● **SOURCE**:
____________
Paula Anne Gallant (December 5, 1969 – December 27, 2005) was a Canadian school teacher who was murdered by asphyxiation due to strangulation. On December 27, 2005, Gallant and her husband, Jason MacRae were in their basement arguing about a debt from online gambling. After MacRae walked back down to the basement where Gallant was sitting at the computer, he hit her in the back of her head with a two-by-four wood board. He then proceeded to strangle her to the floor until she stopped moving and then wrapped her head with Saran Wrap to make sure she was dead.

Early life and education
Gallant was a grade three teacher at Beechville Lakeside Timberlea School. Gallant was actively involved in her school and community, and art was one of her passions. She was pursuing her Certificate in Visual Arts at NSCAD.

Disappearance
On December 27, 2005, shortly after 7:00PM her husband had contacted his wife's sister Lana Kenny to see if she knew of her whereabouts. At their house 45 minutes later MacRae contacted the Halifax Regional Police reporting that Gallant had not returned from Costco, since 2:00PM.
____________
● **ENTRIES PROVIDED**:
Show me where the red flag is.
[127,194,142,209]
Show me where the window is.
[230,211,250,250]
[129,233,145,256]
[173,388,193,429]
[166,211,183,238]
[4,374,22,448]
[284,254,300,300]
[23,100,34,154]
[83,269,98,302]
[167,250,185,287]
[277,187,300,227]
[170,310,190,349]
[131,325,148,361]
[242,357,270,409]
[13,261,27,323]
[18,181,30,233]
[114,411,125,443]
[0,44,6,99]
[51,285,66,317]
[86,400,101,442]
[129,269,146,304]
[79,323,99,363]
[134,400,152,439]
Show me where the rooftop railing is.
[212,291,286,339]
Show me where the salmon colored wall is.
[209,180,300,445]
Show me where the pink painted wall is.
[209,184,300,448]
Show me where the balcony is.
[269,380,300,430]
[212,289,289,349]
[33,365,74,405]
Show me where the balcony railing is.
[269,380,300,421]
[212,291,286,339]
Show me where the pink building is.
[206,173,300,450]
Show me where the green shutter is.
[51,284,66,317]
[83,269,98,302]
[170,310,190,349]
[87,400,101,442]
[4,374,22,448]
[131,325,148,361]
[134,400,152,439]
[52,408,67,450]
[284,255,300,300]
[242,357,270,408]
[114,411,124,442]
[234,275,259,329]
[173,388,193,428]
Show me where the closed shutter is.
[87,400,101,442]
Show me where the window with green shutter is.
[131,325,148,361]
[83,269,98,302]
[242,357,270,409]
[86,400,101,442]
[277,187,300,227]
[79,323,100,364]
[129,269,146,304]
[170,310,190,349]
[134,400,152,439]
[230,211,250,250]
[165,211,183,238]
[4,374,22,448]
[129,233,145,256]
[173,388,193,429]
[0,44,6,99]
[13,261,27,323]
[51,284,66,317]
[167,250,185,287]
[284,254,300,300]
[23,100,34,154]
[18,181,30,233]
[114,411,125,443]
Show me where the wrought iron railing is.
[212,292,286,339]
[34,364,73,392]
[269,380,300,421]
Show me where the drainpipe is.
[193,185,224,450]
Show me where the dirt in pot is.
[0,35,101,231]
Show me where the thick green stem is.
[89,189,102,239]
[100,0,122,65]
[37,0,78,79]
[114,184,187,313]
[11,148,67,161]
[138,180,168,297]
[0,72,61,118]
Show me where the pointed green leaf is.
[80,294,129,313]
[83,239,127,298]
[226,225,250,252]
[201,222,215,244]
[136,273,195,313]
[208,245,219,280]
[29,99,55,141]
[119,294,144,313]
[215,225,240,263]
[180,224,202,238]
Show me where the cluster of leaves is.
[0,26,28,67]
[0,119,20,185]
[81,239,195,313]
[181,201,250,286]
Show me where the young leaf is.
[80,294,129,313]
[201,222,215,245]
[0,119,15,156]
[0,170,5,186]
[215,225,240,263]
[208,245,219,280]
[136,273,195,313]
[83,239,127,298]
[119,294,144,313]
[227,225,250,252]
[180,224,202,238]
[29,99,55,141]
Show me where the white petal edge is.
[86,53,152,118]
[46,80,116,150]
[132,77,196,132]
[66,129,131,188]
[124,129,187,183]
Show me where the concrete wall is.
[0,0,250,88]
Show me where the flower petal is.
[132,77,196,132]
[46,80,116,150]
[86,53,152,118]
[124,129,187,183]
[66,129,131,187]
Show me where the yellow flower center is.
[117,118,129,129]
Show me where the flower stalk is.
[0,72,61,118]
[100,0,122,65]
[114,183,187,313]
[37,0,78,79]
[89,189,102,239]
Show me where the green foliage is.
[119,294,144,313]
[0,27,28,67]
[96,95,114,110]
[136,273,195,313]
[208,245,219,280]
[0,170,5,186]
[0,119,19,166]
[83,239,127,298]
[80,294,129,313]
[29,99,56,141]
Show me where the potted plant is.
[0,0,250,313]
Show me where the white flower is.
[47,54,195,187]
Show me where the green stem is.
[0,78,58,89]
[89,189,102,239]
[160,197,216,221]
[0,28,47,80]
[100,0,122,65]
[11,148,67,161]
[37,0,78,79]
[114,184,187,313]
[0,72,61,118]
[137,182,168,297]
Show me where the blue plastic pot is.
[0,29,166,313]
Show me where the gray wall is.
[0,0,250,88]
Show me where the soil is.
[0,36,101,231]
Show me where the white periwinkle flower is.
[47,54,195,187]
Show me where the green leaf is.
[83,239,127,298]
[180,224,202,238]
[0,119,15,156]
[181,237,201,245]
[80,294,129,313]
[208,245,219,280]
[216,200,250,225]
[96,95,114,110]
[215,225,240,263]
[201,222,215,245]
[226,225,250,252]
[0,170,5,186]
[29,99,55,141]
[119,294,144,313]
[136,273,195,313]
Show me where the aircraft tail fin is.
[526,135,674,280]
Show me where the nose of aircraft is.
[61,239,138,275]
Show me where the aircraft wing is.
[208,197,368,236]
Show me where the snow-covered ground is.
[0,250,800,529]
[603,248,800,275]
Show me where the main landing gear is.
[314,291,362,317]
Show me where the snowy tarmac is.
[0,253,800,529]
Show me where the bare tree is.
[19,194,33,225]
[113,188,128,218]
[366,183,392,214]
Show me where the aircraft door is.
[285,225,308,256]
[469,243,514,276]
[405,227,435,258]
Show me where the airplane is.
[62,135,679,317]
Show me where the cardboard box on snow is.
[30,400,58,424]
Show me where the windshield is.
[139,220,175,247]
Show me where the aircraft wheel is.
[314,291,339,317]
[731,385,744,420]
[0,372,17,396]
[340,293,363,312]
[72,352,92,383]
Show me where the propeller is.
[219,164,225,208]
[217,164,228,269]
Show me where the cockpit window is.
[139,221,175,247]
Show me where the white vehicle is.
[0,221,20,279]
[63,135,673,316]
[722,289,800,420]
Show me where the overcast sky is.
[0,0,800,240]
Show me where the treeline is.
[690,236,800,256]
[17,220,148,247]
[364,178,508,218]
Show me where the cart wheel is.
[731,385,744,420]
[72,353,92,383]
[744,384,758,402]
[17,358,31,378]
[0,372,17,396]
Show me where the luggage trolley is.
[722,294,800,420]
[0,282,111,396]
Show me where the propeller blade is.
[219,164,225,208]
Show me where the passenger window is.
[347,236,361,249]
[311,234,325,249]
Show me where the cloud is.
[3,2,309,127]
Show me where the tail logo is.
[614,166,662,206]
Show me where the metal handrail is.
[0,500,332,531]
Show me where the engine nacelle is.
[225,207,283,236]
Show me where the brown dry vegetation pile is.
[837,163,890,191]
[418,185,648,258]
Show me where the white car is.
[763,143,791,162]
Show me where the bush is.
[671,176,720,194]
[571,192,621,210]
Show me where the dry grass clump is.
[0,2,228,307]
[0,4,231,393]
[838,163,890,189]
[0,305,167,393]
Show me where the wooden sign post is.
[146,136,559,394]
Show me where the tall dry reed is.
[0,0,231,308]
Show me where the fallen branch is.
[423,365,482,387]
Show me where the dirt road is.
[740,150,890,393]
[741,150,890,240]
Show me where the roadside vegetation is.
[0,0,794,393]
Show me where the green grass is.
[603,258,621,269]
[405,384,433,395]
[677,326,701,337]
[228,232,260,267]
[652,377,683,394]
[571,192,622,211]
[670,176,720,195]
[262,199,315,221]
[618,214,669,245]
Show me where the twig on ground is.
____________
● **EXERCISE A**:
Please summarize the Paula Anne Gallant text in two sentences.
● **EXERCISE B**:
Carry on the Paula Anne Gallant text from the point where it stops.

● **OUTPUT A**:
Paula Anne Gallant, a Canadian grade three teacher at Beechville Lakeside Timberlea School who was pursuing a Certificate in Visual Arts at NSCAD, was killed on December 27, 2005. After they argued over an online gambling debt, her husband, Jason MacRae, struck her with a two-by-four and strangled her, then reported to the Halifax Regional Police that she had not come back from Costco since 2:00PM.

● **OUTPUT B**:
Searches
Family and friends searched the community and called friends and neighbors trying to locate Gallant. At 12:30 a.m.  on December 28, 2005, Gallant's car was located at the Beachville-Lakeside-Timberlea School where she taught a Grade 3 art class. The car was locked and her body was found in the trunk of her green 1997 Chevrolet Cavalier. She was wrapped in a blanket in a fetal position.

Media coverage
Gallant's murder was covered locally and nationally throughout Canada. The family and MacRae were interviewed and profiled by The National and The Fifth Estate, in 2006. Her death was one of Nova Scotia's most high-profile unsolved homicides.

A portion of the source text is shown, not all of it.